◆ WHAT YOU SHOULD DO
The whole set of entries is to be restated word for word.
════════════════════
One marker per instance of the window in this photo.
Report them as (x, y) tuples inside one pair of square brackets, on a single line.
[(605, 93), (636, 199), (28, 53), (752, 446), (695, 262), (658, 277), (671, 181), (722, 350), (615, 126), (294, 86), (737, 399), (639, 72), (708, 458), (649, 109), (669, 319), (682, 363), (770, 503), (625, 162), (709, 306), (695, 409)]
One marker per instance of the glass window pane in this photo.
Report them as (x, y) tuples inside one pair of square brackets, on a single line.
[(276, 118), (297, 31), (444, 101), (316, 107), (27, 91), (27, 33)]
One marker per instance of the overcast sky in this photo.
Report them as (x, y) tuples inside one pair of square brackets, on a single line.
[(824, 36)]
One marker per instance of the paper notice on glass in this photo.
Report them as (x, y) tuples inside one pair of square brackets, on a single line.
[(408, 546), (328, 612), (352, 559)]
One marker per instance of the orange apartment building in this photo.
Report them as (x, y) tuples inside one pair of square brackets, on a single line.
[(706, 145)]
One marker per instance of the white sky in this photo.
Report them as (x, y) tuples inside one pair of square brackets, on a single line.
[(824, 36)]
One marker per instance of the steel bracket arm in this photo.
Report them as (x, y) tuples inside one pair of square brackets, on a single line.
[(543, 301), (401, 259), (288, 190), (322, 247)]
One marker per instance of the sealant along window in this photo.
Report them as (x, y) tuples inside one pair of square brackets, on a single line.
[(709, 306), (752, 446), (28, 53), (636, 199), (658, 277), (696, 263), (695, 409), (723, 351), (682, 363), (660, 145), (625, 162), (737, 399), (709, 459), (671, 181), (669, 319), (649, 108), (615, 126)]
════════════════════
◆ WORKED SOLUTION
One marker per instance of the window in this photo.
Report them as (x, y) tuples inside one pair of square brackets, on a single line.
[(605, 93), (636, 199), (28, 53), (752, 446), (695, 262), (658, 277), (671, 181), (722, 350), (615, 126), (294, 86), (737, 399), (639, 72), (708, 458), (649, 109), (669, 319), (682, 363), (770, 503), (625, 162), (709, 306), (695, 409)]
One marker per instance of the glass window pane in this photo.
Report them as (x, y) tuples inside one pair of square brackets, on a single line.
[(276, 118), (297, 31), (444, 101), (316, 107), (27, 91), (27, 33)]
One marker per instance of the overcast sky in this photo.
Report them as (x, y) tuples inside one pair of square brackets, on a single line.
[(824, 36)]
One marker per instance of the paper notice on glass in this photo.
Report them as (x, y) tuples inside one pair of square brackets, on a single line.
[(408, 546), (328, 612), (352, 559)]
One marker per instance of the orange apartment building in this photo.
Report them as (x, y) tuples inside one pair of square brackets, on a single line.
[(706, 145)]
One marker per instance of the white sky in this photo.
Report them as (x, y) tuples inside one pair of square brackets, on a single line.
[(824, 36)]
One marker per instance of the steel bracket arm in this photo.
Report them as (x, y) tuples inside one pair of square brackets, on a single line.
[(543, 301), (401, 259), (288, 190), (322, 247)]
One marker per instance of the sealant along window in this photo.
Report them as (x, y) tuples inside one pair of square brackets, on a single line.
[(709, 306), (752, 446), (28, 53), (636, 199), (658, 277), (696, 263), (695, 409), (723, 351), (682, 363), (660, 145), (625, 162), (737, 399), (709, 459), (671, 181), (669, 319), (649, 108), (615, 126)]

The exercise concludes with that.